### [WORK INSTRUCTIONS]
Copy the lines starting with the first one and going on through the line that contains "95 L 87 114", keeping every character unchanged.
* START *
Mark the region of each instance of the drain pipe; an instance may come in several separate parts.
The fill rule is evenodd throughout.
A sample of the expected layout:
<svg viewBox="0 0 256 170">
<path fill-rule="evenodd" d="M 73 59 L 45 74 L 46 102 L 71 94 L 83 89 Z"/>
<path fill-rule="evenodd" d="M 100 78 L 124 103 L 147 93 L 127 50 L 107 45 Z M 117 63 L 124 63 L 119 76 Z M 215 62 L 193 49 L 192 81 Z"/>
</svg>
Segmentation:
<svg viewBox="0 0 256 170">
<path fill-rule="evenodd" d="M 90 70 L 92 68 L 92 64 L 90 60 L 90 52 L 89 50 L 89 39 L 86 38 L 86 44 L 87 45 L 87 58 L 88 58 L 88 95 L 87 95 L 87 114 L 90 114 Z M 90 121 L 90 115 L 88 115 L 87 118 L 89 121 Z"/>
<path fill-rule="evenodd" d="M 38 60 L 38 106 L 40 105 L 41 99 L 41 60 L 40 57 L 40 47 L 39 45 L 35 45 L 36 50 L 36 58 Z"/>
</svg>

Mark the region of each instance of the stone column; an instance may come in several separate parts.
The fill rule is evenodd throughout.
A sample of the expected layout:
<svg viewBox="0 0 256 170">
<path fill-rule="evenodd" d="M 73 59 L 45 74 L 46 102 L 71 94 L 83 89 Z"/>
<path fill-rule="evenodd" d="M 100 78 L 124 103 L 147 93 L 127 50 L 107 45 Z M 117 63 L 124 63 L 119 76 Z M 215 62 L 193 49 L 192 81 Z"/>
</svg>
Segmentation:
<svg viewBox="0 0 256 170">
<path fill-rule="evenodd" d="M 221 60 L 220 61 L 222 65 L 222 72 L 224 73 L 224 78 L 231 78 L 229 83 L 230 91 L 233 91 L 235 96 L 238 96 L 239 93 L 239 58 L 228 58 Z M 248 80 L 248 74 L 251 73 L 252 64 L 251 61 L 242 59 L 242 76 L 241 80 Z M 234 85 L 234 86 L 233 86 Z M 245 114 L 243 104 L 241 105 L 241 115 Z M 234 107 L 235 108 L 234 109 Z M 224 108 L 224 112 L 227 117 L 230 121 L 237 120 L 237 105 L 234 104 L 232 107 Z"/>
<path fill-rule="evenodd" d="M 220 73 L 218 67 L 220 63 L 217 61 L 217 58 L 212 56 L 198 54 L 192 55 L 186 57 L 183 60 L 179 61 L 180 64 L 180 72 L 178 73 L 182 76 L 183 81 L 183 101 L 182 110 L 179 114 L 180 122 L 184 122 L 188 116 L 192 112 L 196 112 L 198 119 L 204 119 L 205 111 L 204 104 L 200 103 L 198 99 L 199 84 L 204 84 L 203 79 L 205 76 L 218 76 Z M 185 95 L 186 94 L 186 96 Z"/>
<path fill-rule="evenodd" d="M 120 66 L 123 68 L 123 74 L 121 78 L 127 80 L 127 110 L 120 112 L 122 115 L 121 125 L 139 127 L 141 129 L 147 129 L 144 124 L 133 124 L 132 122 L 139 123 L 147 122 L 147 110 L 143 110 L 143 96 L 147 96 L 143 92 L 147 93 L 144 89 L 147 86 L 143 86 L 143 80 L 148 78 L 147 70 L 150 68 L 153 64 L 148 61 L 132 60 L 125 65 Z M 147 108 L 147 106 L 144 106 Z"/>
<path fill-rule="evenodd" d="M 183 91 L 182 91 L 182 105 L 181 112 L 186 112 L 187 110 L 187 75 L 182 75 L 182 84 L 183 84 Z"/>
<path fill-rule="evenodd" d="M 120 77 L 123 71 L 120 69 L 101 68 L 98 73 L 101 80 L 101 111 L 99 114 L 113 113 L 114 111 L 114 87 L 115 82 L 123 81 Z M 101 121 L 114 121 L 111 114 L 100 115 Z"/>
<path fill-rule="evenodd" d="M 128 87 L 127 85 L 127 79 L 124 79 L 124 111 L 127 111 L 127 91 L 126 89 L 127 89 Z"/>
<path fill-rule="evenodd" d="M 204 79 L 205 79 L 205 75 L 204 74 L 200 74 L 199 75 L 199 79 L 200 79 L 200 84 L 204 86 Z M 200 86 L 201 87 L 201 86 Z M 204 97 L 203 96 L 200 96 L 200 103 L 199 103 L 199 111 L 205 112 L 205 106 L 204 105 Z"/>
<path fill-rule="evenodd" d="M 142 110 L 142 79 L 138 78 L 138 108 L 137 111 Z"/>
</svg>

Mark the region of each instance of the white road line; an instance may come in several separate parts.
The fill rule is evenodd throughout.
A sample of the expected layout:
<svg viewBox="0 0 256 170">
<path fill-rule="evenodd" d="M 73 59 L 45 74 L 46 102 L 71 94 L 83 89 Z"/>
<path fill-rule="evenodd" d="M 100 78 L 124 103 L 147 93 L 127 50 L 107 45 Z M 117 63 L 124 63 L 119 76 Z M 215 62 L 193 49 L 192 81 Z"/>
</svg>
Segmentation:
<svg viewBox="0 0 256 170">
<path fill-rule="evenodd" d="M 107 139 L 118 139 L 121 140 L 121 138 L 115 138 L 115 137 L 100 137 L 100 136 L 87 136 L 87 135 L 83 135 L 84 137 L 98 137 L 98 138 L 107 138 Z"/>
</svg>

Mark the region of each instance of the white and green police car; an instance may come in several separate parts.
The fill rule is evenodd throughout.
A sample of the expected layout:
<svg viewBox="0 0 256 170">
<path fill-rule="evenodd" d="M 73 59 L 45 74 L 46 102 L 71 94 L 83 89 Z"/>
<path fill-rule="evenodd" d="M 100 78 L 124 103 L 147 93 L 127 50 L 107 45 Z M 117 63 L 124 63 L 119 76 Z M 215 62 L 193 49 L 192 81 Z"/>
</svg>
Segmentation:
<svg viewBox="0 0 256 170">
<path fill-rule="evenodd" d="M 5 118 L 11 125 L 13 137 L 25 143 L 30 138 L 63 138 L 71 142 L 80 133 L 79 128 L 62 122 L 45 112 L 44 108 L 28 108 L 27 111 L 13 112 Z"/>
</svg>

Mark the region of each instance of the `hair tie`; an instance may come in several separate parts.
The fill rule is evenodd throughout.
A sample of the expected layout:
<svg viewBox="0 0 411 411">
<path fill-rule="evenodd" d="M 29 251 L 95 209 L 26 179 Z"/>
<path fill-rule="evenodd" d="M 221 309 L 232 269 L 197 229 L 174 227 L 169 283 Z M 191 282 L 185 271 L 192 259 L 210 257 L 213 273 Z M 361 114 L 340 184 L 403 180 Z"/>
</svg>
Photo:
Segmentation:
* END *
### [RESPONSE BELOW]
Mark the region of each instance of the drain pipe; an instance may come in several separate parts.
The fill rule is evenodd throughout.
A sample of the expected layout:
<svg viewBox="0 0 256 170">
<path fill-rule="evenodd" d="M 73 59 L 45 74 L 46 102 L 71 94 L 83 89 Z"/>
<path fill-rule="evenodd" d="M 100 78 L 124 103 L 147 93 L 127 50 L 107 45 Z M 117 63 L 124 63 L 119 76 Z M 215 62 L 193 49 L 192 81 Z"/>
</svg>
Segmentation:
<svg viewBox="0 0 256 170">
<path fill-rule="evenodd" d="M 90 70 L 92 68 L 92 64 L 90 60 L 90 52 L 89 50 L 89 39 L 86 38 L 86 44 L 87 45 L 87 58 L 88 58 L 88 95 L 87 95 L 87 114 L 90 114 Z M 90 121 L 90 115 L 88 115 L 87 118 L 89 121 Z"/>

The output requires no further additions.